» **Text section**:
# New trap door



## Dcdjdrew (Feb 6, 2007)

what is the best method for cuting a small trap That opens UP onto stage (under our stage is hollow except suport braces) 

Thanks

Drew Carson 
Technical Director
Tweet Theatre


----------



## avkid (Feb 6, 2007)

Trace it out, drill a hole in the corner and start cutting with a reciprocating saw.


----------



## Van (Feb 6, 2007)

avkid said:


> Trace it out, drill a hole in the corner and start cutting with a reciprocating saw.


 

Hmmmm Well, No. That's not exactly the advice I'd give.

Find out how you floor is constructed. Unless it is EXTREMELY old it will not simply be a single layered planking job over stud walls. You need to know how thick it is. How you are going to retain the structural integrity of the area surrounding the hole. How you are going to reconstruct the plug so it has structural integrity. Determine the Bevel/Swing of the plug so that it's downstage side can be properly beveled, this depends greatly on the thickness of the floor at the edges and the type/wieght of hinges used for supporting the upstage side.
Personally I'd have a structural engineer look at it first prior to making any major modifications. <believe me not matter how small a trap, this IS a major modification.> 
There are a a ton of things to be considered. If, for example it is a "sprung" floor, or a floating floor, you are going to have two layers of 3/4 - 5/8" ply on the bottom, layed over each other at right angles. then you will have a layer of 1x6 - 1x4 "sleepers" sitting lying on face at 45 degree angles to the top layer of ply. Then you have a layer of 3/4-5/8 and sometimes 1" T&G plywood running up to downstage as the topmost layer then your masonite cover or whatever.

» **Aim**: Reproduce the stage trap door thread above word for word, from its title to its final line.

» **Dataset excerpt**:
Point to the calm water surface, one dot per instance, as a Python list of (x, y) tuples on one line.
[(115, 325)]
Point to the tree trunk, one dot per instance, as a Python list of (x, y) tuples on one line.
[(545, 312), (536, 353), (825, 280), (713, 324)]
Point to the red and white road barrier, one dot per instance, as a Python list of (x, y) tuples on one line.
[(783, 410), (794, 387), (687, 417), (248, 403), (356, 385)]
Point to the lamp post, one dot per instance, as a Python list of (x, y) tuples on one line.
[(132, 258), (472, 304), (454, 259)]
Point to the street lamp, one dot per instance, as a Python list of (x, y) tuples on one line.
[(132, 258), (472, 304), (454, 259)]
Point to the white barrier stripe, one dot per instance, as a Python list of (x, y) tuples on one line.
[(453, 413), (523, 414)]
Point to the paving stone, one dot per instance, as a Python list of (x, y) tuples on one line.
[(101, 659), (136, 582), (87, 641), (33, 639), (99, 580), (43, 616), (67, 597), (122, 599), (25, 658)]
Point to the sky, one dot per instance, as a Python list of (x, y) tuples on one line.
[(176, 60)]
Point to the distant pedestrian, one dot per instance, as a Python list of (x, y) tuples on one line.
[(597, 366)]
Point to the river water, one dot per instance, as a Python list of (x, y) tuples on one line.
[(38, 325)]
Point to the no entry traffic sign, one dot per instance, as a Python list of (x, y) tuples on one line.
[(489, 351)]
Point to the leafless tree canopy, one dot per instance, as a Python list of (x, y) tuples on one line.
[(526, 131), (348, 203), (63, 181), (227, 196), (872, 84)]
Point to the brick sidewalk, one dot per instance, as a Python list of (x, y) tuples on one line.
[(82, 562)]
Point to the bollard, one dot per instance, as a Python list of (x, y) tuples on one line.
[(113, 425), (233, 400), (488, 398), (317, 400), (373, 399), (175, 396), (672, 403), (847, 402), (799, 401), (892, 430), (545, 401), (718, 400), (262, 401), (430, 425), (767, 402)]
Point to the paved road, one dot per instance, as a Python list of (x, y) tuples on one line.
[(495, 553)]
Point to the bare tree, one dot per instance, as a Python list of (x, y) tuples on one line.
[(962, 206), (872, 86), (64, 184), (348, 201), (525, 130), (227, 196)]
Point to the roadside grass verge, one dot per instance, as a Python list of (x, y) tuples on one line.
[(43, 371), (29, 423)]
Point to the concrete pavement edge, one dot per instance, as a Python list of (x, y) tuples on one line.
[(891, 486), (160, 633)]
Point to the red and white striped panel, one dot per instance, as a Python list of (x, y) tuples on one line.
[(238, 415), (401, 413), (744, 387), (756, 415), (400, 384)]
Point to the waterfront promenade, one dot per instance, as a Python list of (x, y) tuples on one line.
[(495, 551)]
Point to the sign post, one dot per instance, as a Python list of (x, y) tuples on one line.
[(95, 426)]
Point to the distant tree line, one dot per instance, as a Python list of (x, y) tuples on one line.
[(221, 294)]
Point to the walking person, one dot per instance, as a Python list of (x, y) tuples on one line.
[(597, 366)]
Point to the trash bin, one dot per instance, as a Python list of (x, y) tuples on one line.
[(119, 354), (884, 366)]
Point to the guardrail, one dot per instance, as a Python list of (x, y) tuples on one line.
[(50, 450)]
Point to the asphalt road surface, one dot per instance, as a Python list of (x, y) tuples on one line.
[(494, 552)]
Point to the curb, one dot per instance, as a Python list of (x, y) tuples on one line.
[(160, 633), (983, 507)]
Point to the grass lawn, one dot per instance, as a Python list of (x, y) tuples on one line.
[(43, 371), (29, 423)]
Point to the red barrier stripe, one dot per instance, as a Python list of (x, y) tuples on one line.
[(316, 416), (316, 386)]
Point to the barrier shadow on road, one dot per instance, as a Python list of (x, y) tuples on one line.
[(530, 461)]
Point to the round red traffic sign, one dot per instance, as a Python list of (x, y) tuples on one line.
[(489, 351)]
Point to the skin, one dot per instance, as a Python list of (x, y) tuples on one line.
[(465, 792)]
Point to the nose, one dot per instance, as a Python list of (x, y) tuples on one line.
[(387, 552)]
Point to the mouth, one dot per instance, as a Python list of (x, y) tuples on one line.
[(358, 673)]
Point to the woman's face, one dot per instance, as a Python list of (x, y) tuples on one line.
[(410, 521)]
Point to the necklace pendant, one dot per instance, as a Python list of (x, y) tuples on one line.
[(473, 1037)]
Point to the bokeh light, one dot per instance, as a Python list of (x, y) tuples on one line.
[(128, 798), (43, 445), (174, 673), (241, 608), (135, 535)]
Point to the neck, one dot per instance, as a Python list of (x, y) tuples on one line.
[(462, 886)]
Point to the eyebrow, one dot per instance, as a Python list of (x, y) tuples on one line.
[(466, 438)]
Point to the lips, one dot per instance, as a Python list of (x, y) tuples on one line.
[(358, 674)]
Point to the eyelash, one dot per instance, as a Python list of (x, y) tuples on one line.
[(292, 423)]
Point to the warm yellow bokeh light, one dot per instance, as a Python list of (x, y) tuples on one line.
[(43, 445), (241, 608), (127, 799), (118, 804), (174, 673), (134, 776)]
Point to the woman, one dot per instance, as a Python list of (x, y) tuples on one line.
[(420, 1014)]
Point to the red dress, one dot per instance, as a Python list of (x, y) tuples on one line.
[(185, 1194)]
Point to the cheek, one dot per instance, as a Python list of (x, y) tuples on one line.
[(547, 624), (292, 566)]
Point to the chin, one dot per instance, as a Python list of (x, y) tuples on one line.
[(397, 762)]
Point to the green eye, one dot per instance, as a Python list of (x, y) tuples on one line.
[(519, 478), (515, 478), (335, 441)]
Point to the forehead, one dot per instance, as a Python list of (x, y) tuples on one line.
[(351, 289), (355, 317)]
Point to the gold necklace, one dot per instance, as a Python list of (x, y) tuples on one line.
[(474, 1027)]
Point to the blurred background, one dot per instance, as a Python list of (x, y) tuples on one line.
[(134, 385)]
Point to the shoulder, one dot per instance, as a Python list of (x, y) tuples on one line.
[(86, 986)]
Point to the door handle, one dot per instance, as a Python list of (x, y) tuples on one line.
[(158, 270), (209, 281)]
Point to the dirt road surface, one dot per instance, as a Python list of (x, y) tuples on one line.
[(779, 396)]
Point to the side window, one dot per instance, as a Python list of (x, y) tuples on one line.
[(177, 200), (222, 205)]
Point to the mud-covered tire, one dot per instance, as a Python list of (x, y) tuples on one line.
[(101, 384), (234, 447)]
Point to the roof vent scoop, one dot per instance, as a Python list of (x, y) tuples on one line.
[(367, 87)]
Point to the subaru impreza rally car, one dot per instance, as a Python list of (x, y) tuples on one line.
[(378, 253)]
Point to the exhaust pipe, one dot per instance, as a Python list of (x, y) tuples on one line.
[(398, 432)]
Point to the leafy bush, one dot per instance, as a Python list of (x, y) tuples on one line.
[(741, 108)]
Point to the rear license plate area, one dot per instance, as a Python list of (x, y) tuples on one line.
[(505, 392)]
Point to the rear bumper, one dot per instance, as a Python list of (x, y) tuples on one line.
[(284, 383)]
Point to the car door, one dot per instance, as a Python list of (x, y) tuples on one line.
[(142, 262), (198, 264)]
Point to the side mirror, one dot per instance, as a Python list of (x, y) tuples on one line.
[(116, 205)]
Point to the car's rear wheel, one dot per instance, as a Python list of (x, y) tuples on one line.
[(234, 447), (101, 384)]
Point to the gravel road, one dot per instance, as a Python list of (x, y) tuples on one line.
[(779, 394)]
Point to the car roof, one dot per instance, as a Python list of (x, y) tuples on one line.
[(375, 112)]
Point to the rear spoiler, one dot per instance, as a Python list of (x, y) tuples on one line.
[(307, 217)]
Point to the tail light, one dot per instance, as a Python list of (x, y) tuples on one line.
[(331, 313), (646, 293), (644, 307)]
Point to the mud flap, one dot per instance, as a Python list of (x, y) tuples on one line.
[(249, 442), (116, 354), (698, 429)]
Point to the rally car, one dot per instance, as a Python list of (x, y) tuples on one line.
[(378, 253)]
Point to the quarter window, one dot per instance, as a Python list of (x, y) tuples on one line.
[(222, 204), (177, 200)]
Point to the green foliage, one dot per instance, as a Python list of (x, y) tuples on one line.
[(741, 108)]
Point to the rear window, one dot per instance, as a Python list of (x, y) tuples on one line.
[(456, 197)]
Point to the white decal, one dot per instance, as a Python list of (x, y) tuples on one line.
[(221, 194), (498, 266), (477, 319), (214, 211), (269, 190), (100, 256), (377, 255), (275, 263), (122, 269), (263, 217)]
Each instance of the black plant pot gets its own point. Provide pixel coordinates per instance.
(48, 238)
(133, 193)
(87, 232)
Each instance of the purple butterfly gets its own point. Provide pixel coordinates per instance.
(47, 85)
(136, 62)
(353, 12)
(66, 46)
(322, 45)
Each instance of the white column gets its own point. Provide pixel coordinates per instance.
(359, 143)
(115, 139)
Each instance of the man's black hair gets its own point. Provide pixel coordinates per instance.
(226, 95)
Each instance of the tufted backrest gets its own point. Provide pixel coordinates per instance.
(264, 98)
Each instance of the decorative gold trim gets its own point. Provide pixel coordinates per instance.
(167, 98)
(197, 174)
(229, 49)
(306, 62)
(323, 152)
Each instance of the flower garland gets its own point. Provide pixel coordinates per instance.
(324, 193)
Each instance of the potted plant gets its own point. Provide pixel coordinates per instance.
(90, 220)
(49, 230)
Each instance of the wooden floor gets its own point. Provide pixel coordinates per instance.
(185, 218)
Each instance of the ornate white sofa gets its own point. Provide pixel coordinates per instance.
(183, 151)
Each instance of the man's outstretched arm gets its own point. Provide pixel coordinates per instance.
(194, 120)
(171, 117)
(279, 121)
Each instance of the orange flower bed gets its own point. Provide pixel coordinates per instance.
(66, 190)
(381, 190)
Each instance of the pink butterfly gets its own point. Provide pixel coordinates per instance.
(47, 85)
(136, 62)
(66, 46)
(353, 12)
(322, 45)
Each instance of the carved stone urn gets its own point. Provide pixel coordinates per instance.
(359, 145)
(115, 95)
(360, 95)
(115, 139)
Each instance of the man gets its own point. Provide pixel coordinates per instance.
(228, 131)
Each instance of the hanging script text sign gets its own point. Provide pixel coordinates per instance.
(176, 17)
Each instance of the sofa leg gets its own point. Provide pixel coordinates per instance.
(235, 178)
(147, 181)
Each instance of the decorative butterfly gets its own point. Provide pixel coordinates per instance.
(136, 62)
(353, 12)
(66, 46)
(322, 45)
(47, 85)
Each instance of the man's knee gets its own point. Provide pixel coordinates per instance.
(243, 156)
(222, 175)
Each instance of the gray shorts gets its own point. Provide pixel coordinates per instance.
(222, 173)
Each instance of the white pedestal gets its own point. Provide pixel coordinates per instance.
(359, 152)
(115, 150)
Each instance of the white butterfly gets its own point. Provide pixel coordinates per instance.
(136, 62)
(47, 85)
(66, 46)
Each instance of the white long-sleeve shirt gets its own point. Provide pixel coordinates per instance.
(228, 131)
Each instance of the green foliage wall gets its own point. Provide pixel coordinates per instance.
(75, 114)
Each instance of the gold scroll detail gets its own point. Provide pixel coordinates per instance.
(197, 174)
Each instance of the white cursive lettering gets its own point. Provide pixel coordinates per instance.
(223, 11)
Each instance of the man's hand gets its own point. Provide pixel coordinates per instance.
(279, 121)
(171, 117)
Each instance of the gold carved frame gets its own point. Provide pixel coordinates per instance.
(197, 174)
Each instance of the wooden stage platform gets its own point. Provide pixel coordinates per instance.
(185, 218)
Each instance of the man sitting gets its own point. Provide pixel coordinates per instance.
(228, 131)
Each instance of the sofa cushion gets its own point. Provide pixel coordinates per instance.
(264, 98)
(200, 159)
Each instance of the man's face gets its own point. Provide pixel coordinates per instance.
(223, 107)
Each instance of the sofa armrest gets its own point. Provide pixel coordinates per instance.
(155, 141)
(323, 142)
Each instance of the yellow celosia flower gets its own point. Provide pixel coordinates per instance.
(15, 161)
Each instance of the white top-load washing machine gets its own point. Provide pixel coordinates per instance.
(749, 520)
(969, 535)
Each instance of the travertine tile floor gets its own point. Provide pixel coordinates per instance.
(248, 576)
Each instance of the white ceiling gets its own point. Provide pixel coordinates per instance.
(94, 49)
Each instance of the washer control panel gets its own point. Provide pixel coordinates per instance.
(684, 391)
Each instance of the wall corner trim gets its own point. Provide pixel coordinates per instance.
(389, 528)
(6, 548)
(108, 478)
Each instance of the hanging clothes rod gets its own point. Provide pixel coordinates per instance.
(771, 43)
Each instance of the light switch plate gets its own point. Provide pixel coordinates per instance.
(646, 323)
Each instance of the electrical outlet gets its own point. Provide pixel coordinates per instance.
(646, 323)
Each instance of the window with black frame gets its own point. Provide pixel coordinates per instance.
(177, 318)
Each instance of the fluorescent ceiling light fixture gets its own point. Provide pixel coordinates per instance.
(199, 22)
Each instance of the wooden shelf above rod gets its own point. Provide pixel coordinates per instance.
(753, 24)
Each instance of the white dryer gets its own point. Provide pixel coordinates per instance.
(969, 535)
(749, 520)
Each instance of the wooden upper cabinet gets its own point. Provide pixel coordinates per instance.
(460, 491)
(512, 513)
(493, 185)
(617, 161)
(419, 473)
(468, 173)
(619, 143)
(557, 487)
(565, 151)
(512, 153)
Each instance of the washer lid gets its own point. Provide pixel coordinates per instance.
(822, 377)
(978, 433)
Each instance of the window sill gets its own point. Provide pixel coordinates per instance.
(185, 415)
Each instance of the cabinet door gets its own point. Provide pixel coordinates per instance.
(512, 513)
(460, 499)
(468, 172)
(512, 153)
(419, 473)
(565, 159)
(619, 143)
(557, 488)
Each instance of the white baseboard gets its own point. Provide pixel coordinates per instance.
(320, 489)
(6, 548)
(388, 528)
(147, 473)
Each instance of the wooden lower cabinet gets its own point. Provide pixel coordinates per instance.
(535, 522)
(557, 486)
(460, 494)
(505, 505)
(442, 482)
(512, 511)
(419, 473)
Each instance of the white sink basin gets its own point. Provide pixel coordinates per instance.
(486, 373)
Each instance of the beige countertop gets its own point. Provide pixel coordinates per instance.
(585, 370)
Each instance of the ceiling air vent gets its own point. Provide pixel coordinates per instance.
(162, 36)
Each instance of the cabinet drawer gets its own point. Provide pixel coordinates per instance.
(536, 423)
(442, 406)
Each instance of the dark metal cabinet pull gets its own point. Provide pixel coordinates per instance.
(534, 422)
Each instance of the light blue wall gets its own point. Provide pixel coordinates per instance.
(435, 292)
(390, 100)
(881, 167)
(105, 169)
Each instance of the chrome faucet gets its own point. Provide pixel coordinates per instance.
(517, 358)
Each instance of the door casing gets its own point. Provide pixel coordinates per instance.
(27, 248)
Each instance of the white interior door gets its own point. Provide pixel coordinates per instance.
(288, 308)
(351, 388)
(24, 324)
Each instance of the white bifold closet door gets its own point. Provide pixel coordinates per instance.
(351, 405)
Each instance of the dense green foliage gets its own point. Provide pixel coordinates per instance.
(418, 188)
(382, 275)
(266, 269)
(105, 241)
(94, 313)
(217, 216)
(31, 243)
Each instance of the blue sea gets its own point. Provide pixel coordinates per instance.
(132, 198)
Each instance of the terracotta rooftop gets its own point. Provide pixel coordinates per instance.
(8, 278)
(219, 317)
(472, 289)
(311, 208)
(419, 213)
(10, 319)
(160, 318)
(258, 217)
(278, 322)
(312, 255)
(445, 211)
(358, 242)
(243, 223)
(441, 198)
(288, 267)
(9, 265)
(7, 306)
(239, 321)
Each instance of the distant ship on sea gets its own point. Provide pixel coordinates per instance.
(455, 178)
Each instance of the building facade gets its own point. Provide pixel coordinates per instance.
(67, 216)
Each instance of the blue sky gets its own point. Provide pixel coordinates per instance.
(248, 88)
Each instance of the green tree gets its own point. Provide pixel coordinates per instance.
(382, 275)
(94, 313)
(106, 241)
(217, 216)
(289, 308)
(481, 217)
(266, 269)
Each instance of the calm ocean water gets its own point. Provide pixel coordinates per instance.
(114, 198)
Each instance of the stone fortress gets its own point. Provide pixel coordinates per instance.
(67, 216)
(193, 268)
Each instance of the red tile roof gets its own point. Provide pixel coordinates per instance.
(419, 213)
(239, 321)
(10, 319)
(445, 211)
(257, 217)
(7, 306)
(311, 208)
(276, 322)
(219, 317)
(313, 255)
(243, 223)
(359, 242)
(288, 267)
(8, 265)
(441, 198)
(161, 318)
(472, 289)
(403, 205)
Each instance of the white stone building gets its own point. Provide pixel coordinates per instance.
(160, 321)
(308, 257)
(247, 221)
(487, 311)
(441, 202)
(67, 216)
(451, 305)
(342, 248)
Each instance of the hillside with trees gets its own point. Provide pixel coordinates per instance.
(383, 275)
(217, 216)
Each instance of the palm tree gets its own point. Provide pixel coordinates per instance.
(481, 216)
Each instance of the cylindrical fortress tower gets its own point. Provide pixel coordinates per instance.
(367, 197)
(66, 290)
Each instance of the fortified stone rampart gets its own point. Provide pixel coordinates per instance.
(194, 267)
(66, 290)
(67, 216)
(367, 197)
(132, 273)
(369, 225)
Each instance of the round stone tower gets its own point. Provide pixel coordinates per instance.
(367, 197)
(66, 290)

» **Reply**:
# New trap door



## Dcdjdrew (Feb 6, 2007)

what is the best method for cuting a small trap That opens UP onto stage (under our stage is hollow except suport braces) 

Thanks

Drew Carson 
Technical Director
Tweet Theatre


----------



## avkid (Feb 6, 2007)

Trace it out, drill a hole in the corner and start cutting with a reciprocating saw.


----------



## Van (Feb 6, 2007)

avkid said:


> Trace it out, drill a hole in the corner and start cutting with a reciprocating saw.


 

Hmmmm Well, No. That's not exactly the advice I'd give.

Find out how you floor is constructed. Unless it is EXTREMELY old it will not simply be a single layered planking job over stud walls. You need to know how thick it is. How you are going to retain the structural integrity of the area surrounding the hole. How you are going to reconstruct the plug so it has structural integrity. Determine the Bevel/Swing of the plug so that it's downstage side can be properly beveled, this depends greatly on the thickness of the floor at the edges and the type/wieght of hinges used for supporting the upstage side.
Personally I'd have a structural engineer look at it first prior to making any major modifications. <believe me not matter how small a trap, this IS a major modification.> 
There are a a ton of things to be considered. If, for example it is a "sprung" floor, or a floating floor, you are going to have two layers of 3/4 - 5/8" ply on the bottom, layed over each other at right angles. then you will have a layer of 1x6 - 1x4 "sleepers" sitting lying on face at 45 degree angles to the top layer of ply. Then you have a layer of 3/4-5/8 and sometimes 1" T&G plywood running up to downstage as the topmost layer then your masonite cover or whatever.